__Szczegóły zadania__. Przepisz wiernie fragment tekstu o kredytach i ratach od słów "TakUśmiech Jeśli były" do słów "się w kredyty?".

__Tekst do analizy__.
Zostałam z kredytami, ratami a on ma wszystko gdzieś

W wieku 18 lat przeprowadziłaś się na drugi koniec Polski "dla niego"? Zaczęłaś dorosłe życie od nabrania kredytów?
Nie ma wokół Ciebie nikogo, kto dałby Ci po głowie i doprowadził do porządku?
Piszesz, że "on ma to gdzieś", a przecież on zachowuje się dokładnie tak samo jak TY.
Jeśli nie szanujesz samej siebie i swojego życia, to na jakiej podstawie oczekujesz, że inni uszanują je za Ciebie? Z przymrużeniem oka

Cytat

Nie znam się na prawie ale wiem ze te wszystkie kredyty i raty były na mnie więc ja muszę je spłacac ale czy moge cos zrobic żeby on mnie tak nie męczył?

a kto je spłacał do tej pory?
TakUśmiech Jeśli były zaciągane na Ciebie, to Ty jesteś odpowiedzialna za ich spłatę.

Wiesz dlaczego on ma to wszystko gdzieś? bo Ty jesteś niepoważna Uśmiech Nie gniewaj się, ale jak można na starcie, tak głupio wpakować się w kredyty?
Żyjesz pod jednym dachem z formalnie obcym sobie facetem i bierzesz "wspólne" kredyty na siebie ????
Może ten facet i myśli inną częścią ciała niż mózgiem, ale ja na Twoim miejscu, w pierwszej kolejności, pilnie zajęłabym się odszukaniem własnego.

Komentarz doklejony:
aha i jest bardzo prosta metoda na nękającego Cię telefonami namolnego ex - wyłącz telefon Uśmiech)) szczególnie w nocy Uśmiech w ostateczności zmień numer Uśmiech

Komentarz doklejony:

Cytat

ale czy moge cos zrobic żeby on mnie tak nie męczył?
nom Uśmiech możesz skupić się na jak najszybszej spłacie kredytów Uśmiech nie będziesz miała wówczas nawet czasu na myślenie o nim Uśmiech jeśli wracasz do siebie,na drugi koniec Polski, to pewnie też zmnieniasz pracę

a tak poważnie, to może zastanów się, czy nie utrzymać dotychczasowej pewnej pracy, żeby mieć na spłatę rat? co najwyżej wynająć sobie inne mieszkanie z daleka od niewypału ...
3739
<
#14 | Deleted_User dnia 24.11.2014 18:28
No, ja też zwróciłam uwagę na te same sprawy, co Amor, ale siedziałam cicho, nic się nie odzywałam, żeby znowu nie przeczytać, że zamiast wspierać kogoś, to ja jeszcze dowalam autorowi wątku.
skoro jednak Amor napisała to wszystko, to ja podpisuję się pod jej postem.
Dobrze autorko, że chociaż taki nick sobie wybrałaś- może więc jesteś na dobrej drodze, by w życiu kierować się bardziej zdrowym rozsądkiem i rozwagą?

[Zebrane dane]
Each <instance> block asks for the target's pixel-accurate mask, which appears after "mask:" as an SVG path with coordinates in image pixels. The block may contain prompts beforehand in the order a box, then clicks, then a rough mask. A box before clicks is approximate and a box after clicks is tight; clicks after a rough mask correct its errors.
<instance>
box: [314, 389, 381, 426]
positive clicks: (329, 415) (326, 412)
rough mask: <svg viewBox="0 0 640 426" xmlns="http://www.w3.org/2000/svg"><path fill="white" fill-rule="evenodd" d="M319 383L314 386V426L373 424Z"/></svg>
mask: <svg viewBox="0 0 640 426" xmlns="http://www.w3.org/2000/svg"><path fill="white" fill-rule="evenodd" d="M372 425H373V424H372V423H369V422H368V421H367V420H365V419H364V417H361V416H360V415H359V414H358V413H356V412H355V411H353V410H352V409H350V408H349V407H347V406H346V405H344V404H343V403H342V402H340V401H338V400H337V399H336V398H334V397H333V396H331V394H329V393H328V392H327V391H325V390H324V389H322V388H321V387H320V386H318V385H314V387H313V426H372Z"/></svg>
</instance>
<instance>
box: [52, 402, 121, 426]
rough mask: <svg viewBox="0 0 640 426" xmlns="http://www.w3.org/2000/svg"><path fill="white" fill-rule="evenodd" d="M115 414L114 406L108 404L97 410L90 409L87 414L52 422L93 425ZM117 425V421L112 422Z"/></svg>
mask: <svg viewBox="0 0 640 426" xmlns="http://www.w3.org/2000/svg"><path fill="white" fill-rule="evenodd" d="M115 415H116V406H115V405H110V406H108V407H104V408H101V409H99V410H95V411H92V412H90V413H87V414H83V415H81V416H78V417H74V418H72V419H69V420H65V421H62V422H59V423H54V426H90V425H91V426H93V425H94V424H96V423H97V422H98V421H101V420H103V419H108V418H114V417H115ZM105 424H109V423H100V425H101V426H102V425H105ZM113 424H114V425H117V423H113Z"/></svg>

__Sekcja odpowiedzi__.
TakUśmiech Jeśli były zaciągane na Ciebie, to Ty jesteś odpowiedzialna za ich spłatę.

Wiesz dlaczego on ma to wszystko gdzieś? bo Ty jesteś niepoważna Uśmiech Nie gniewaj się, ale jak można na starcie, tak głupio wpakować się w kredyty?